### WRITTEN TASK
Return each line of the records with nothing changed, pictures excepted.

### EXTRACTED DATA
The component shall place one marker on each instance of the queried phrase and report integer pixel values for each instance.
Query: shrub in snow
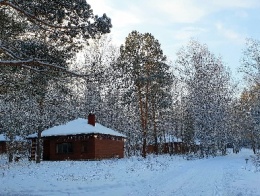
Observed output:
(256, 161)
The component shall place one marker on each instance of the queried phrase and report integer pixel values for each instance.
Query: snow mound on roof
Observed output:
(76, 127)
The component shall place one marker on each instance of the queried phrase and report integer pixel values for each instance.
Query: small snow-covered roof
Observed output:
(4, 138)
(76, 127)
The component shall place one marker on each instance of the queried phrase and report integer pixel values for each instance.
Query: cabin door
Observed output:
(46, 150)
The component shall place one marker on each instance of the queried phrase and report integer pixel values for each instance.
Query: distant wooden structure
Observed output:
(80, 139)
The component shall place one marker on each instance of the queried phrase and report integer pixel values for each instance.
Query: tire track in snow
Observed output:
(200, 177)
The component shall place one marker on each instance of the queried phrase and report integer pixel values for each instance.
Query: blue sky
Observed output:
(223, 25)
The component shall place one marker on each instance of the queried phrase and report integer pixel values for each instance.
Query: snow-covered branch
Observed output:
(35, 64)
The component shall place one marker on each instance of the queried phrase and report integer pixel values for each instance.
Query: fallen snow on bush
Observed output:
(156, 175)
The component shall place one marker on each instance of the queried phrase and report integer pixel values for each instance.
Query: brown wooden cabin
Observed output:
(18, 144)
(80, 140)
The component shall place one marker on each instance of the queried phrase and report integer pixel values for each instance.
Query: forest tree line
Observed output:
(133, 88)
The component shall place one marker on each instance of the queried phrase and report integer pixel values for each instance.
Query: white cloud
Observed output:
(230, 34)
(186, 33)
(220, 4)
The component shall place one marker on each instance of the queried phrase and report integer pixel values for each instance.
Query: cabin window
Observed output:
(64, 148)
(84, 147)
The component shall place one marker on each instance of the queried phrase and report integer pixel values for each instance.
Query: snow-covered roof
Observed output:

### COMPLETED EXERCISE
The component shall place one marker on each instance of the queried phrase and report integer pixel values for each instance.
Query: shrub in snow
Observed output:
(256, 161)
The component shall place one marker on each instance of the queried phrase and report integer pixel values for each instance.
Query: snow mound on roof
Observed output:
(76, 127)
The component shall place one marker on each instance of the queried phrase and report integer pixel values for each instance.
Query: small snow-covered roof
Observed output:
(4, 138)
(76, 127)
The component shall place one marker on each instance of the queried phrase and report integer pixel values for each instance.
Query: cabin door
Observed output:
(46, 150)
The component shall place one marker on each instance of the queried phrase and report integer pixel values for each instance.
Query: distant wooden structure
Observed output:
(80, 139)
The component shall place one marker on each instance of the queried phrase and report integer pixel values for each instance.
Query: tire track in snow
Observed output:
(200, 177)
The component shall place one marker on each instance of the queried phrase and report integer pixel values for each instance.
Query: blue sky
Observed output:
(223, 25)
The component shall place one marker on each instance of the queried phrase and report integer pixel values for each instance.
Query: snow-covered branch
Observed output:
(35, 64)
The component shall place one marker on each instance of the queried phrase and report integer pixel values for each instance.
Query: fallen snow on bush
Observed output:
(156, 175)
The component shall place one marker on each instance of the queried phrase and report integer pixel values for each instance.
Query: brown wooden cabin
Observed output:
(18, 144)
(80, 140)
The component shall place one marker on each instance of the queried phrase and report integer pixel values for each instance.
Query: forest tree line
Observed output:
(133, 88)
The component shall place one marker on each instance of the queried phrase and report integer pixel values for each instance.
Query: white cloud
Observed output:
(230, 34)
(186, 33)
(220, 4)
The component shall place one marker on each instance of the queried phrase and report integer pixel values for each instance.
Query: cabin window
Observed output:
(64, 148)
(84, 147)
The component shall place one marker on each instance of the queried phrase and report integer pixel values for each instance.
Query: snow-covered roof
Observed output:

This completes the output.